[ISTRUZIONI]
Trascriva fedelmente, riga per riga e senza alcuna modifica, tutti i record riportati di seguito.

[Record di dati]

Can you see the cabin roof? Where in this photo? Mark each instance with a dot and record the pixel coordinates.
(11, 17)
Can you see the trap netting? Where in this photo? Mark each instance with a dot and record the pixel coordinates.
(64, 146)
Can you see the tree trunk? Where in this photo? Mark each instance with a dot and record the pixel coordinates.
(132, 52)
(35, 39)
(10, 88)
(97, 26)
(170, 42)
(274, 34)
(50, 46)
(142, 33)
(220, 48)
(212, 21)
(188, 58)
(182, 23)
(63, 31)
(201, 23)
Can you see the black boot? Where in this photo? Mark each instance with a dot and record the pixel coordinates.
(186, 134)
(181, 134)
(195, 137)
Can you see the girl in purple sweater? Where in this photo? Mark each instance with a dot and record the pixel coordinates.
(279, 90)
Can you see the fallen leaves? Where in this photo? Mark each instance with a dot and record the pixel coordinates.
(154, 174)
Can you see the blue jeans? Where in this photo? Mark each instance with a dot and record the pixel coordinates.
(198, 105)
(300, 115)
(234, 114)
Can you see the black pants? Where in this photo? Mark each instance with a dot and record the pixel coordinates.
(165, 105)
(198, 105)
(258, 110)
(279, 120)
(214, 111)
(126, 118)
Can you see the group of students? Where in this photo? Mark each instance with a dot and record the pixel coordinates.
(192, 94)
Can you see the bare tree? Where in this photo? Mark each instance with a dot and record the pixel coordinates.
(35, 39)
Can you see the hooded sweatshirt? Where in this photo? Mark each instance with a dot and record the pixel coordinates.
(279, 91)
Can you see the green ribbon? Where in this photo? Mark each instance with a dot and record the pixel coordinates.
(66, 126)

[RISULTATO ATTESO]
Can you see the cabin roof? Where in this photo? Mark each instance with a dot and record the pixel coordinates.
(11, 17)
Can you see the trap netting? Where in this photo? Mark each instance with a dot and record the pixel coordinates.
(64, 146)
Can you see the tree trunk? Where in this photo? Mark each instance with a dot and record the pixel coordinates.
(132, 52)
(35, 39)
(10, 88)
(97, 26)
(170, 42)
(274, 34)
(50, 46)
(142, 33)
(220, 48)
(212, 21)
(188, 58)
(182, 23)
(63, 31)
(201, 23)
Can you see the black boot? Where in this photo? Mark each instance with a dot and record the pixel coordinates.
(186, 134)
(181, 134)
(195, 137)
Can you see the girl in purple sweater? Where in this photo? Mark each instance with a dot and record the pixel coordinates.
(279, 90)
Can you see the fallen leaves? Where in this photo? Mark each instance with a dot and record the pixel coordinates.
(154, 174)
Can you see the blue jeans? Where in this photo? Mark each instance with a dot and record the pixel coordinates.
(198, 105)
(300, 115)
(234, 114)
Can you see the black pants? Where in this photo? Mark each instance with a dot and record the pixel coordinates.
(165, 105)
(198, 105)
(258, 110)
(279, 120)
(214, 111)
(126, 118)
Can you see the group of students? Where in this photo? Mark each instance with a dot and record the pixel coordinates.
(192, 94)
Can you see the bare tree? Where in this photo? Mark each instance with a dot and record the pixel coordinates.
(35, 39)
Can you see the hooded sweatshirt? Where in this photo? Mark each instance with a dot and record the pixel coordinates.
(279, 91)
Can you see the green ribbon? Where in this photo? Mark each instance with a dot and record the pixel coordinates.
(66, 126)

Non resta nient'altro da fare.